Résumé Selon l'article L. 4122-1 du Code du travail (N° Lexbase : L1458H9U), il incombe à chaque travailleur de prendre soin, en fonction de sa formation et selon ses possibilités, de sa santé et de sa sécurité ainsi que de celles des autres personnes concernées par ses actes ou ses omissions au travail. |
I - La reconnaissance de l'obligation de sécurité des salariés
La loi du 31 décembre 1991 a introduit dans le Code du travail, faisant application des dispositions de Directives communautaires (1), l'obligation faite aux salariés de veiller à leur propre sécurité, ainsi qu'à celle de leurs collègues de travail (2).
Cette obligation figure aujourd'hui à l'article L. 4122-1 du Code du travail. Ce texte dispose que, "conformément aux instructions qui lui sont données par l'employeur, dans les conditions prévues au règlement intérieur pour les entreprises tenues d'en élaborer un, il incombe à chaque travailleur de prendre soin, en fonction de sa formation et selon ses possibilités, de sa santé et de sa sécurité ainsi que de celles des autres personnes concernées par ses actes ou ses omissions au travail. Les instructions de l'employeur précisent, en particulier lorsque la nature des risques le justifie, les conditions d'utilisation des équipements de travail, des moyens de protection, des substances et préparations dangereuses. Elles sont adaptées à la nature des tâches à accomplir. Les dispositions du premier alinéa sont sans incidence sur le principe de la responsabilité de l'employeur".
La Cour de cassation a fait une première application de cette obligation en 2002 (3) et en tire, depuis, des conséquences sur le plan disciplinaire pour admettre le licenciement pour faute grave de certains contrevenants (4), à l'instar de ce salarié licencié pour faute grave pour ne pas avoir porté le casque de sécurité obligatoire (5).
Soucieuse de limiter l'application de cette obligation aux cas les plus topiques, la Chambre sociale de la Cour de cassation a dégagé, depuis l'arrêt fondateur, plusieurs indices pour aider les juges du fond dans leur travail de qualification : ces derniers devront vérifier l'existence d'une délégation de pouvoirs, même si les salariés qui ne sont pas délégataires n'en demeurent pas moins responsables de leurs fautes (6) et tenir compte de la nature des tâches confiées au salarié et de la gravité de ses manquements (7) ainsi que de l'activité de l'entreprise (8).
La Cour s'est fondée sur cette obligation pour justifier le licenciement pour faute grave d'un salarié reconnu coupable de faits de harcèlement (9) ou qui tentait de contraindre les salariés placés sous son autorité de se soustraire aux règles de sécurité applicables dans l'entreprise (10).

» EXTRAIT DES DONNÉES:
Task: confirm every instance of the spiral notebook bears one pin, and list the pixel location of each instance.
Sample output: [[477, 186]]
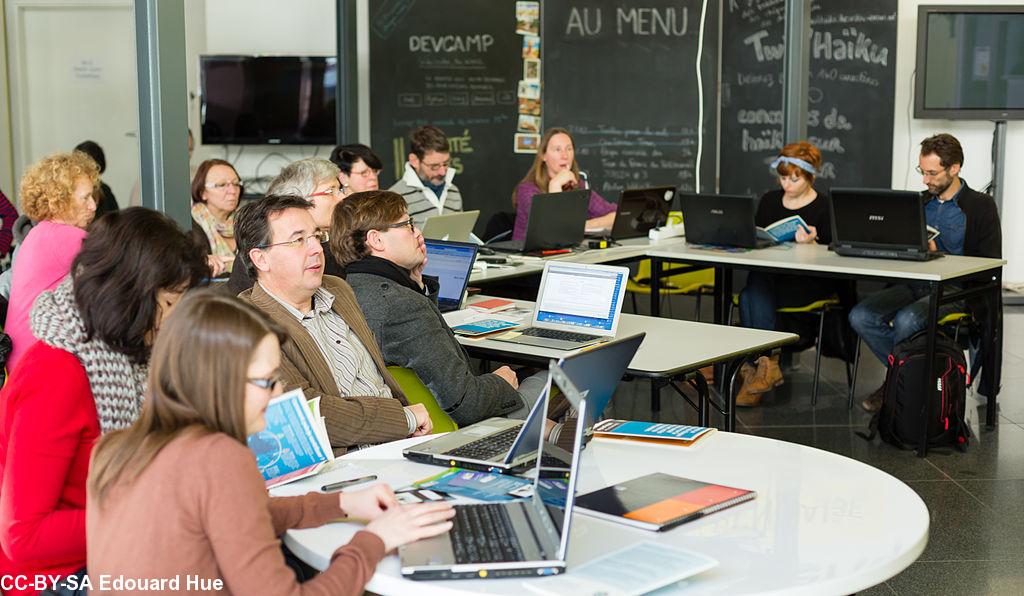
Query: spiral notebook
[[660, 501]]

» CONSIGNE: Relevez dans le texte présenté tous les indices que la Chambre sociale de la Cour de cassation a dégagés pour aider les juges du fond dans leur travail de qualification.

» CORRIGÉ:
- l'existence d'une délégation de pouvoirs
- la nature des tâches confiées au salarié
- la gravité de ses manquements
- l'activité de l'entreprise